# [TO DO]
Resume the passage on Mahāyāna Buddhism and karma, continuing directly after its final sentence.

# [QUOTED PASSAGE]
BEGIN
The advent of Mahāyāna Buddhism that coincided with the beginning of the Christian-era gave birth to the most sublime innovations in Buddhist-thought that have not been surpassed even to this day. Colorful, dynamic and transcendent in scope, resplendent with rich metaphorical language founded in the rich soil of sūtra and śāstra laden literature, the Mahāyāna shaped a new and indefatigable-direction for the nature of the karma-effect. According to the Sarvāstivādin and Theravādin doctrine, one’s goal in unraveling the karmic-equation was to slowly and diligently eradicate it through determined demolition of its defilements, in essence, being empowered to save-oneself. In Mahāyāna doctrine the emphasis was not so much in eradicating its effects, but standing above and beyond it by not focusing so much on individual-salvation, but by the salvation of others by practicing the six perfections or pāramitās. This found its inestimable worth in the cult of the Bodhisattvas. Generally, the causes of birth for ordinary beings are past deeds (karman) and defilements (klesa). But the Bodhisattva’s birth is unique in that it is caused exclusively by his will and purpose. Thus, a Bodhisattva volunteers to be born (saṃcintyabhavopapatti—intentional birth) into a life of suffering for the precise purpose of alleviating the suffering of sentient beings.
The Bodhisattva is that class of Buddhists who, believing in the Bodhi (intelligence or wisdom), which is a reflection of the Dharmakaya in the human soul, direct all their spiritual energy toward realizing and developing it for the sake of their fellow-creatures. (Suzuki, Outlines of Mahayana Buddhism)
In essence, this points above and beyond karma and its ignominious effects by unraveling its apparent insurmountable mysteries. Among the many different schools within the Mahāyāna, the Yogācāran actually charted its internal origin and functions:
Karmic action is an accepted principle within the way of thinking of the people of India; it is believed that on the basis of the past karmic actions, the present world is determined and established. In a similar way, in Buddhism too, it is stated that the continuity of existence (i.e., corporeal, material existence of sentient beings) evolves and is differentiated by means of karma. Yogacaras, however, claim that what evolves and is differentiated by karma should be the internal mental functions instead of outer material substances; hence, the term evolution of cognition…
(More specifically—inclusion mine), it is also in accordance with the chain in the Sino-Japanese Buddhist tradition that “dependent origination as the fruition of karma,” was given greater significance in the Mahayana tradition when it was understood as the “dependent origination as the function of alaya-vijnana.”
END
# [DATA SECTION]
BEGIN
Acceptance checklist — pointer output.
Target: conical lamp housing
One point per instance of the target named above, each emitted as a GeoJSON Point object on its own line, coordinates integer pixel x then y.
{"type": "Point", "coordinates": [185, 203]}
END
# [ANSWER FOR THIS EXERCISE]
(G. M. Nagao, Mādhyamika and Yogācāra)
“The concept of alaya-vijñāna first appeared in the Samdhinirmocana-sūtra, circa early 4th century C.E. in India. This Sutra asserts that the alaya-vijñāna is a form of consciousness that demonstrates specific modes of perception. It is here that it also takes on the familiar metaphorical-shape as a receptacle that house seeds of karma as well as the propensity for all future karma. It is essentially based on this understanding that Yogācāra Buddhists determine how all phenomenal diversity develops; indeed, for them alaya-vijñāna is the hallmark for all conventional realities, and it is how subjective-agents interact in their environment.” (From the series, Tsung-mi: An Intimate Study)
The following stanza and commentary from the Unborn Yogasūtras of Patañjali states thus:
4.9 Memory and the karmic impressions within the Alaya receptacle give rise to the automatic tendencies that afflict one’s life; all this occurs regardless of “time” factors, particular location, or by the string of endless lifetimes.
From the Commentary: The shared-memories from all former past incarnations continue to make their influences known and will stop at nothing to guarantee that the karmic-seeds come to fruition, all based on past actions—no matter how far back within the memory-banks of the Alaya receptacle. Also, the fruition of these seeds does not necessarily fall in chronological order. The karmic consequences from a millennium past-age could come home to roost along any given point of that karmic spectrum.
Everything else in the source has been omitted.